-------- RECORDS SUPPLIED --------

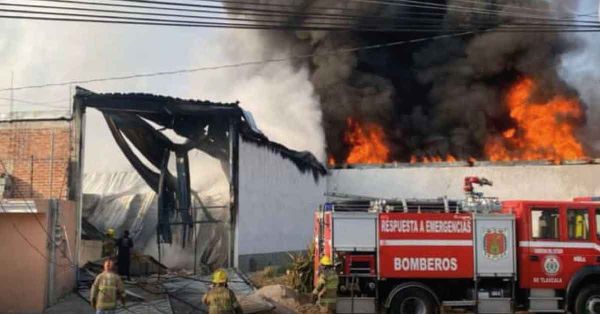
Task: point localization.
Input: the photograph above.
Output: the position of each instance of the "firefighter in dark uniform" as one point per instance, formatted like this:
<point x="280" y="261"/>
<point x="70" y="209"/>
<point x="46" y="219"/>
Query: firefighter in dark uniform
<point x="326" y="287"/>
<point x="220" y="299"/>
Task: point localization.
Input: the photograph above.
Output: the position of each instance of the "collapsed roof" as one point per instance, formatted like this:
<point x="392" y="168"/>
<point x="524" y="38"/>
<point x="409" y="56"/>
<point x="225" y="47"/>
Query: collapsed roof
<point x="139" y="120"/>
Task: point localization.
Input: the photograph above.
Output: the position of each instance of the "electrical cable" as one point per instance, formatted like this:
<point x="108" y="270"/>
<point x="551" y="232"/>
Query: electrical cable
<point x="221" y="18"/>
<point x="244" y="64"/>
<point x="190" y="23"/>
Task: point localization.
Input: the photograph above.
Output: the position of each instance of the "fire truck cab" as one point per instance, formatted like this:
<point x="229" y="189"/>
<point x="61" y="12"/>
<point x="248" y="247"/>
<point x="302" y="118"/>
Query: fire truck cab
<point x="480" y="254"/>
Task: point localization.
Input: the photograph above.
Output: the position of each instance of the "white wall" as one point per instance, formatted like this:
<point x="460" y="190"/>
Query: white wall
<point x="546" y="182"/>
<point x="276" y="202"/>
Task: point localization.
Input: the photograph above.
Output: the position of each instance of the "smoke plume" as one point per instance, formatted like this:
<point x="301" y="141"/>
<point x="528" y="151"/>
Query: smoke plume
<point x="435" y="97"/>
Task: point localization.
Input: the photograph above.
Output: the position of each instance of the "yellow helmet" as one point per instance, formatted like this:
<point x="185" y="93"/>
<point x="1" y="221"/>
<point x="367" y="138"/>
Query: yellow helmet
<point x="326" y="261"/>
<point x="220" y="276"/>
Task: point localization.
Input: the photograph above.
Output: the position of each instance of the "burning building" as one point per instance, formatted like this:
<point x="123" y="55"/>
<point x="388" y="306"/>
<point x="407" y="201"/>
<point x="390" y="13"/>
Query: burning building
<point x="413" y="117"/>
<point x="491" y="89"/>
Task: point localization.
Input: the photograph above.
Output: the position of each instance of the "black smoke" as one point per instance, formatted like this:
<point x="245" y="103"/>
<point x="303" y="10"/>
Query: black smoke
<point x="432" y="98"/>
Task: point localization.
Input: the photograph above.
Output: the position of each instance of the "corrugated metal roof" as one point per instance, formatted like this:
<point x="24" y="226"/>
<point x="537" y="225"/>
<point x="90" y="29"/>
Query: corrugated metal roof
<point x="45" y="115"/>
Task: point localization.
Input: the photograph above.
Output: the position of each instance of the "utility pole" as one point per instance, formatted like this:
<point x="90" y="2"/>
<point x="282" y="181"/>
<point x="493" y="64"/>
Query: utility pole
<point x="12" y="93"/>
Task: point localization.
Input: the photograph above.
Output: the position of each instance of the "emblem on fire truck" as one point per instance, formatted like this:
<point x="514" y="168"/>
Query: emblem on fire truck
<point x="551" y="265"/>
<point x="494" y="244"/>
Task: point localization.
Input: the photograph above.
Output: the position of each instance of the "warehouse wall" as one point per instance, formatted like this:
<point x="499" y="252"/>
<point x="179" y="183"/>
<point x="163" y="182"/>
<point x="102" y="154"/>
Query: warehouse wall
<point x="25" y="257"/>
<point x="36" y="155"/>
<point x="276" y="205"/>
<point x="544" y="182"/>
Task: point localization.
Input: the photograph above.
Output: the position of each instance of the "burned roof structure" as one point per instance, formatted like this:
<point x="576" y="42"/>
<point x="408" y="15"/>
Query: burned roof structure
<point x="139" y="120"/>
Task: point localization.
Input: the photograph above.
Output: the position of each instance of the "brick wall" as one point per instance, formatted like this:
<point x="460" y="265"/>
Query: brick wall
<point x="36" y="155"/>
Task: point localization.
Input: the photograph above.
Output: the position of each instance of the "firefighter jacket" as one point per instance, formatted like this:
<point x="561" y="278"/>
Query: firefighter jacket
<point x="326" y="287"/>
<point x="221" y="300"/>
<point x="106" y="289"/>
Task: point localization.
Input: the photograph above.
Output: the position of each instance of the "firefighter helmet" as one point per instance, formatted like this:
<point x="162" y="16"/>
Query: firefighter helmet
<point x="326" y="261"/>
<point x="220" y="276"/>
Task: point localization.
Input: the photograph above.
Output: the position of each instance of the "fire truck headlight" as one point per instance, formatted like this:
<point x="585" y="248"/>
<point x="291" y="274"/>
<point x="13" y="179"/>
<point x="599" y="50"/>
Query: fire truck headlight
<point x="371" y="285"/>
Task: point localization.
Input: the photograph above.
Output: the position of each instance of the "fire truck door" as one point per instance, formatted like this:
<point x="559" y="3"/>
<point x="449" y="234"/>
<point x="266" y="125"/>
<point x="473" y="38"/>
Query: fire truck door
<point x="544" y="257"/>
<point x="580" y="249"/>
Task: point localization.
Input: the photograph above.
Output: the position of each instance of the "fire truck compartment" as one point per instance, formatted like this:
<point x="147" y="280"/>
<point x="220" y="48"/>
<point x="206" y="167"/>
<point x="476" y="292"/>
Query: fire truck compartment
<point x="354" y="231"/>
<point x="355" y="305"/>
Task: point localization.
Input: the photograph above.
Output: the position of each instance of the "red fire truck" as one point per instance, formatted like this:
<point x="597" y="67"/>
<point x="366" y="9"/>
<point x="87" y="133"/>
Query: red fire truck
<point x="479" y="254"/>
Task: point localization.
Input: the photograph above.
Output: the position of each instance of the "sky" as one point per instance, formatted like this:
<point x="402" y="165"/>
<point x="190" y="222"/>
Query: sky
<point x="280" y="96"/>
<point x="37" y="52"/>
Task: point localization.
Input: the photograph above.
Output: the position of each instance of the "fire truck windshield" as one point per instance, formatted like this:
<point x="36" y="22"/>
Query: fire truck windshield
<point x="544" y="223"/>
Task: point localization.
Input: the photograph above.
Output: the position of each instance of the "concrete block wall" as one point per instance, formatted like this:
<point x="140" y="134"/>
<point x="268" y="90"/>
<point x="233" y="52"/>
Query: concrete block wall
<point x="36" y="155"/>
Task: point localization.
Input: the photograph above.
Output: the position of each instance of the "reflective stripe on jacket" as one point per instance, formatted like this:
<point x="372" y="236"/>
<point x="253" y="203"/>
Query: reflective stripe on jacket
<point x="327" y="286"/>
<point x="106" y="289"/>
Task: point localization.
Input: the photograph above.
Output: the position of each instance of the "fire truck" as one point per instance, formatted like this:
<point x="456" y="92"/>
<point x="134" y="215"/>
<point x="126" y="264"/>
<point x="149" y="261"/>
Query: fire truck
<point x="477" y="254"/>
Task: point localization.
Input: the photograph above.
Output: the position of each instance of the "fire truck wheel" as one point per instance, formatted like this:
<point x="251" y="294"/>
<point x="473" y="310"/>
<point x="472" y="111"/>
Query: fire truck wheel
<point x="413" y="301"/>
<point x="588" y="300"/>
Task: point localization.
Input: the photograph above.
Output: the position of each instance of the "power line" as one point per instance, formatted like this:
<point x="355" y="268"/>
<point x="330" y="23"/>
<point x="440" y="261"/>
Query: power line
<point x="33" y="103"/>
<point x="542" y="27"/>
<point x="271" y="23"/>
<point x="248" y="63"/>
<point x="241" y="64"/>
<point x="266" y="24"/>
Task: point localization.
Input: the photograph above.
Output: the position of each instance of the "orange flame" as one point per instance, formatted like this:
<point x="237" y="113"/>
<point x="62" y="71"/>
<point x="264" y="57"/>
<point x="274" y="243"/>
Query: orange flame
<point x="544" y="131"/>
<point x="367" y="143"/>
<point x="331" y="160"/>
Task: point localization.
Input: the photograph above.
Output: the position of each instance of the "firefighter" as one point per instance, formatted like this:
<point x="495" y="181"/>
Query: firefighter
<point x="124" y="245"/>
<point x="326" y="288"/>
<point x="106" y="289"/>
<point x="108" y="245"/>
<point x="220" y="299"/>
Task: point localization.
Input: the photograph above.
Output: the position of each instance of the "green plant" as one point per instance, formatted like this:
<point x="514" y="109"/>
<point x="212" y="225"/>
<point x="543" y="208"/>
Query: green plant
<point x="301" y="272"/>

--------

GOAL OF THE EXERCISE
Only the span from the line with "Query: orange flame" through the final line of the records goes in the output, each line unchanged.

EXERCISE RESULT
Query: orange flame
<point x="544" y="131"/>
<point x="367" y="143"/>
<point x="331" y="160"/>
Task: point localization.
Input: the photograph above.
Output: the position of each instance of the "firefighter" as one point per instance, formatted like this:
<point x="495" y="181"/>
Query: firefighter
<point x="124" y="245"/>
<point x="326" y="288"/>
<point x="106" y="289"/>
<point x="108" y="245"/>
<point x="220" y="299"/>
Task: point localization.
Input: the photograph above.
Output: the position of each instance of the "green plant" as one point per instance, formatted like this:
<point x="514" y="109"/>
<point x="212" y="225"/>
<point x="543" y="208"/>
Query: green plant
<point x="301" y="272"/>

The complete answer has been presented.